Task to carry out
Please retype the records below exactly, from the first line down to and including the line with "Target: bat handle".

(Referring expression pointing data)
.....

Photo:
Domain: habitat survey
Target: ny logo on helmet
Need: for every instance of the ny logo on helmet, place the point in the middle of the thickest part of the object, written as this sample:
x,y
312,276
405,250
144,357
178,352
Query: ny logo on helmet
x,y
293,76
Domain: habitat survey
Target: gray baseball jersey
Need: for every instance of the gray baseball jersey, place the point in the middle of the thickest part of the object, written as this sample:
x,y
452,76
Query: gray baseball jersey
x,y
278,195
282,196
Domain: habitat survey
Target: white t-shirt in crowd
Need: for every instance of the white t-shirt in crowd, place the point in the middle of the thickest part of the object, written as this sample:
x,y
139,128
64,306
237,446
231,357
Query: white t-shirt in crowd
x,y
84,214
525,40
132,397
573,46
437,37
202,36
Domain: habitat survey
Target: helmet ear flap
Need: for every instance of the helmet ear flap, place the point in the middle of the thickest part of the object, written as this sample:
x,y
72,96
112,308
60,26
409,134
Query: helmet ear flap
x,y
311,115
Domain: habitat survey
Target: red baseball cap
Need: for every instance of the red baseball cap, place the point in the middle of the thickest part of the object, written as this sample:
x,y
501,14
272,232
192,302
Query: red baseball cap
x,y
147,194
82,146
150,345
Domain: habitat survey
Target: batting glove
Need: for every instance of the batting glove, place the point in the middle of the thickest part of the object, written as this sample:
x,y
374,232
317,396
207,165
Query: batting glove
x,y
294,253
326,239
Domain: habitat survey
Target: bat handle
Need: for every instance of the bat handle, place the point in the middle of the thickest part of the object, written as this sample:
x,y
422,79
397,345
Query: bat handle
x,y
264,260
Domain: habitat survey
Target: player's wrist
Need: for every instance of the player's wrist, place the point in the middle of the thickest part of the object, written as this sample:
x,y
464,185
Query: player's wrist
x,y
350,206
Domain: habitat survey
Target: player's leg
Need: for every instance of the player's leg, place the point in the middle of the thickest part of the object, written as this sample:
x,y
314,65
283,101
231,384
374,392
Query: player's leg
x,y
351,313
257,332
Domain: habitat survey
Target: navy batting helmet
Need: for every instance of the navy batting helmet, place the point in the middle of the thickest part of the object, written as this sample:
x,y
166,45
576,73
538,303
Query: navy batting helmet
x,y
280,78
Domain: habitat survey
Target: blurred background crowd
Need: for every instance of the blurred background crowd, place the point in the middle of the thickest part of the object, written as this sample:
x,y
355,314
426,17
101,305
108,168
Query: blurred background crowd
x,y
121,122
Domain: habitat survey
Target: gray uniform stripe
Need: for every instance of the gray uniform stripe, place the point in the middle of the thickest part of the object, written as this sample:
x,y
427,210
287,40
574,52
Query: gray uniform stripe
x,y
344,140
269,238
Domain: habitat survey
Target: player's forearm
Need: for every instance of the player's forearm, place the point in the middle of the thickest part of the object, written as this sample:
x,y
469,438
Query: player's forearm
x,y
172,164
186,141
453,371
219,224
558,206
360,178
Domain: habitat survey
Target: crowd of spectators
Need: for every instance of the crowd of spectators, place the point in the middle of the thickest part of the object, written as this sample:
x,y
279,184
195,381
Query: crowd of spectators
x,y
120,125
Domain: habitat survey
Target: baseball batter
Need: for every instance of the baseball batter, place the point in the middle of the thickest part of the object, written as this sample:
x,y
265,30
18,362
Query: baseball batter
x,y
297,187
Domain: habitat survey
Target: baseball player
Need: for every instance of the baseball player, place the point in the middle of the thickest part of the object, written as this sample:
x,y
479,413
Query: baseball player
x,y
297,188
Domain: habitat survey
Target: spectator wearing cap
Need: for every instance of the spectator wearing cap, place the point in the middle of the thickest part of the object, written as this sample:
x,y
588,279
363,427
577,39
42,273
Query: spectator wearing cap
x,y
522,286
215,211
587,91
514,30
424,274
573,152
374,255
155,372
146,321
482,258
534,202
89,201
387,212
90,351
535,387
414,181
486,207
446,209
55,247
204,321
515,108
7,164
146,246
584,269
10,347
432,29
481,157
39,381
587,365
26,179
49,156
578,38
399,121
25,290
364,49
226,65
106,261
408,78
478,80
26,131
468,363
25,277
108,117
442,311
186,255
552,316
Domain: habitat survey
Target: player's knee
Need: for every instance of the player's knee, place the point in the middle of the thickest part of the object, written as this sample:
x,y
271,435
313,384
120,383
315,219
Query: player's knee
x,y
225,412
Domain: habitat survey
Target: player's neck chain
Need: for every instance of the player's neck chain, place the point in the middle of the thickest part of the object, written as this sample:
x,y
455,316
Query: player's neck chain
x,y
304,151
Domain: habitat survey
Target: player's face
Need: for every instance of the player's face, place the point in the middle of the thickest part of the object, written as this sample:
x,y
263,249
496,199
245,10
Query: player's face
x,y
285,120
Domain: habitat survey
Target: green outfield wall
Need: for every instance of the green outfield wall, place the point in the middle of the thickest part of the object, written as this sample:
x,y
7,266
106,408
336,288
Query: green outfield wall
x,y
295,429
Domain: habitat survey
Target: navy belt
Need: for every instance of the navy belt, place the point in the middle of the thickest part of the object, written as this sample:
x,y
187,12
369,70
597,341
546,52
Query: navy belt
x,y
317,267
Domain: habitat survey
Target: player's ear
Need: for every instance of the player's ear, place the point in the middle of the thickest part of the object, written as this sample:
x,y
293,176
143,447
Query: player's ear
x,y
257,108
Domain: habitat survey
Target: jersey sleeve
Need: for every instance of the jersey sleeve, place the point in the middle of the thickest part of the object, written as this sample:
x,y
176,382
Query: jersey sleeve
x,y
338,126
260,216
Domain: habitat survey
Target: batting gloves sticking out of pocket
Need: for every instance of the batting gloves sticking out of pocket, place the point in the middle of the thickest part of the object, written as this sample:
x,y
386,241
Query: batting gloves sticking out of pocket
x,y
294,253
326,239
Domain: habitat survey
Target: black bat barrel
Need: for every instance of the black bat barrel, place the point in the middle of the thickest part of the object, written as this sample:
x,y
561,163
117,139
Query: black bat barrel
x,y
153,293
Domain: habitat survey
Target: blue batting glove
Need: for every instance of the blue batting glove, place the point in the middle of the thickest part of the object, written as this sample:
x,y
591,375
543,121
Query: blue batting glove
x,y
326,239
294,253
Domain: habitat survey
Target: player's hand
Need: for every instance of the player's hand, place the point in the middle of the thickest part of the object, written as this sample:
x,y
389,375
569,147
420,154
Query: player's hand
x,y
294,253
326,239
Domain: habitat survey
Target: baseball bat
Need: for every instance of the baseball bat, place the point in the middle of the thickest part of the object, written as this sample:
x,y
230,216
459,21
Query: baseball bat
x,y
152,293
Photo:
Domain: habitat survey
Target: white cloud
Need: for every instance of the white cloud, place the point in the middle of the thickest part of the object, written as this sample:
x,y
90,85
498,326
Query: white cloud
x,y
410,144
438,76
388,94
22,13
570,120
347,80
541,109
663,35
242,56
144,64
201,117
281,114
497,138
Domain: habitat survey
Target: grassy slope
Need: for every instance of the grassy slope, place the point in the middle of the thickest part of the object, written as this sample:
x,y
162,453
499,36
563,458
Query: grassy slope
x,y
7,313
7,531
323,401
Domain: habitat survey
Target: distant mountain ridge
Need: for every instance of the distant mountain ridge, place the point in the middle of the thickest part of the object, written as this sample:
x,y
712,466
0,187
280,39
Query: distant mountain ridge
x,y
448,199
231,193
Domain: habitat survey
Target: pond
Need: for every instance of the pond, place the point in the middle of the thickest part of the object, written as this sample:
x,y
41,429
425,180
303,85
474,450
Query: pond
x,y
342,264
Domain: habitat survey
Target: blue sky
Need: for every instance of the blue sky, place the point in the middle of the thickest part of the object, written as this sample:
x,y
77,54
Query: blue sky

.....

Completed task
Photo:
Domain: habitat survey
Target: ny logo on helmet
Need: for every instance of the ny logo on helmet, place the point in the middle of the thickest part of the object, written as this sample:
x,y
312,276
405,250
144,357
178,352
Query: ny logo on helmet
x,y
293,76
Domain: habitat survey
Target: gray baseball jersey
Need: for every instance of the gray baseball jersey, place the point in the middle of the thickest part of the object, written as this sample:
x,y
452,76
Query: gray baseball jersey
x,y
278,195
282,196
Domain: habitat survey
Target: white t-shirt in crowd
Need: for every instance of the white t-shirt in crowd, place the point in the middle of the thickest part of the object, written as this sample:
x,y
139,128
64,306
237,446
231,357
Query: white t-shirt in crowd
x,y
84,214
525,40
132,397
573,46
437,37
202,36
Domain: habitat survey
Target: helmet ear flap
Need: for every instance of the helmet ear flap, place the point in the middle of the thickest part of the object, written as this sample:
x,y
72,96
112,308
60,26
409,134
Query: helmet ear flap
x,y
311,115
Domain: habitat survey
Target: red baseball cap
Need: for every instance of the red baseball cap, place the point in the middle of the thickest part of the object, written as this sample:
x,y
501,14
272,232
192,302
Query: red baseball cap
x,y
147,194
82,146
150,345
Domain: habitat survey
Target: batting glove
Need: for every instance of the batting glove, place the point in the middle of the thickest part of the object, written as this sample:
x,y
374,232
317,396
207,165
Query: batting glove
x,y
294,253
326,239
Domain: habitat survey
Target: bat handle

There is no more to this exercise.